Stored data entries
+ + + +
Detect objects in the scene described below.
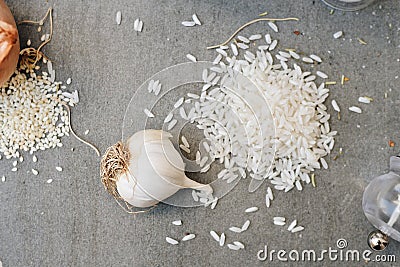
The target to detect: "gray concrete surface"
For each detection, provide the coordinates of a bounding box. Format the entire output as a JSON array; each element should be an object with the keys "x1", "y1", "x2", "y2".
[{"x1": 1, "y1": 0, "x2": 400, "y2": 266}]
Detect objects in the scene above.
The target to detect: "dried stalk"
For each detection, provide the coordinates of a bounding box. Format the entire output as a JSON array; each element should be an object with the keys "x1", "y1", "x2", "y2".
[
  {"x1": 207, "y1": 17, "x2": 299, "y2": 49},
  {"x1": 19, "y1": 8, "x2": 53, "y2": 66},
  {"x1": 52, "y1": 97, "x2": 100, "y2": 157}
]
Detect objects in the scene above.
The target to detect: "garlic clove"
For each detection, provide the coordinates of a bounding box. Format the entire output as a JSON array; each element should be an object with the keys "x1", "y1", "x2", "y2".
[{"x1": 116, "y1": 173, "x2": 159, "y2": 208}]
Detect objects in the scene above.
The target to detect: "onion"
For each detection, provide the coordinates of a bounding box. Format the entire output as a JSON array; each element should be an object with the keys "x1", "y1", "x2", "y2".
[{"x1": 0, "y1": 0, "x2": 19, "y2": 86}]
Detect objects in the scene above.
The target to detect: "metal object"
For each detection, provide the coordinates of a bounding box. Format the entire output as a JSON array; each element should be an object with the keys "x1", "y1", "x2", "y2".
[
  {"x1": 363, "y1": 157, "x2": 400, "y2": 243},
  {"x1": 368, "y1": 230, "x2": 389, "y2": 251},
  {"x1": 321, "y1": 0, "x2": 377, "y2": 11}
]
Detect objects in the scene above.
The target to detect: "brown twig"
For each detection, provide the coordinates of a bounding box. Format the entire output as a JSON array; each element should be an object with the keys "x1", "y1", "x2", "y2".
[{"x1": 206, "y1": 17, "x2": 299, "y2": 49}]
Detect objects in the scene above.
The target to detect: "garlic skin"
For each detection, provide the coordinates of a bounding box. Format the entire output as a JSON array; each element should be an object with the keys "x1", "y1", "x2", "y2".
[
  {"x1": 109, "y1": 130, "x2": 212, "y2": 208},
  {"x1": 0, "y1": 0, "x2": 20, "y2": 86}
]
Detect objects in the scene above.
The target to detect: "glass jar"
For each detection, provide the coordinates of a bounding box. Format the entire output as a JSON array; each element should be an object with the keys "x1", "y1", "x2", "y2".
[{"x1": 321, "y1": 0, "x2": 377, "y2": 11}]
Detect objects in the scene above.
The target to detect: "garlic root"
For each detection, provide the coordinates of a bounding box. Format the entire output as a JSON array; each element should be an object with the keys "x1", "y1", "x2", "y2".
[{"x1": 100, "y1": 130, "x2": 213, "y2": 210}]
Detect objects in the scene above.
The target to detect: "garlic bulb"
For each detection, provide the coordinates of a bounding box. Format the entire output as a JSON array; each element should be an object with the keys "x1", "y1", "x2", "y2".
[{"x1": 101, "y1": 130, "x2": 213, "y2": 208}]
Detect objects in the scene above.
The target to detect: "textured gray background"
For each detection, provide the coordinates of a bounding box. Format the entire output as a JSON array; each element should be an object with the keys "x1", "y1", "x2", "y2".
[{"x1": 1, "y1": 0, "x2": 400, "y2": 266}]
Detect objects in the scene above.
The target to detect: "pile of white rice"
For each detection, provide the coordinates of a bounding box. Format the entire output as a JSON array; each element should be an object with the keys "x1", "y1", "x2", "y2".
[{"x1": 176, "y1": 32, "x2": 335, "y2": 197}]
+ + + +
With "gray" as the string to match, show every line of the entries above that has it.

Completed task —
The target to detect: "gray concrete surface"
The target to detect: "textured gray background"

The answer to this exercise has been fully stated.